YOUR GOAL: Reproduce each of the records below word for word, leaving out the pictures.

-- BEGIN --

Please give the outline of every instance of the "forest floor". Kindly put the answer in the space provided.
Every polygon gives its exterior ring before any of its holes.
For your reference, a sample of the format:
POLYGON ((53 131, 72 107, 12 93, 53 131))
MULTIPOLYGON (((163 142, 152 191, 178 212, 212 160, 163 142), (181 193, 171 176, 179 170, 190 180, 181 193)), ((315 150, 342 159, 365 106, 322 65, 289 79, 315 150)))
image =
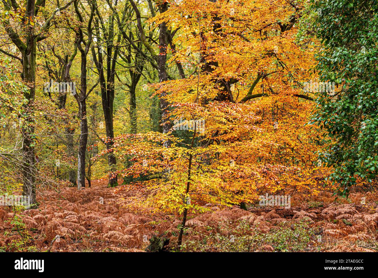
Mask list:
MULTIPOLYGON (((39 193, 38 209, 0 208, 0 251, 143 252, 153 236, 174 250, 181 224, 174 216, 130 213, 106 181, 90 188, 39 193)), ((189 215, 181 250, 222 252, 374 252, 378 198, 354 193, 334 202, 331 193, 291 197, 291 207, 208 204, 189 215), (361 204, 364 197, 366 203, 361 204)))

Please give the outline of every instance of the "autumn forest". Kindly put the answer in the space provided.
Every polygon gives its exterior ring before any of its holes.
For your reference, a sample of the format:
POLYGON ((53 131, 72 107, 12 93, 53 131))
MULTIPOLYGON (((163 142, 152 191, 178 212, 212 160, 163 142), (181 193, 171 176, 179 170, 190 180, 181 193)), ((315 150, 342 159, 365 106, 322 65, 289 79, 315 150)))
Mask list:
POLYGON ((0 21, 0 252, 378 250, 376 0, 0 21))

-- END --

ANSWER:
Please give the outline of every instance of the "forest floor". Kindly put the answer in the space provided.
Every polygon gives its exterior ring before any of its holes.
For your reference, a sample of the format:
POLYGON ((53 131, 72 107, 12 93, 53 131))
MULTIPOLYGON (((163 142, 152 191, 178 212, 212 160, 163 142), (181 193, 171 176, 179 170, 190 180, 181 193)), ((315 150, 342 159, 365 106, 322 65, 289 79, 315 150)))
image =
Mask list:
MULTIPOLYGON (((39 193, 38 209, 0 208, 0 251, 143 252, 153 236, 174 250, 181 224, 174 216, 130 213, 106 181, 90 188, 39 193)), ((189 215, 181 250, 222 252, 374 252, 378 198, 354 193, 334 202, 331 193, 291 197, 291 207, 208 204, 189 215), (361 204, 364 197, 366 203, 361 204)))

Please give the outline of every instance of the "autumn forest". Kindly put the answer in the space provided.
Every polygon gives its exterior ring before any of its holes.
For your reference, a sample of the format:
POLYGON ((53 131, 72 107, 12 93, 53 131))
MULTIPOLYGON (((163 142, 152 191, 178 212, 212 160, 163 142), (181 193, 171 176, 179 170, 190 180, 181 193)), ((315 150, 342 159, 365 106, 322 65, 289 79, 315 150)))
Mask list:
POLYGON ((0 21, 0 252, 378 250, 376 0, 0 21))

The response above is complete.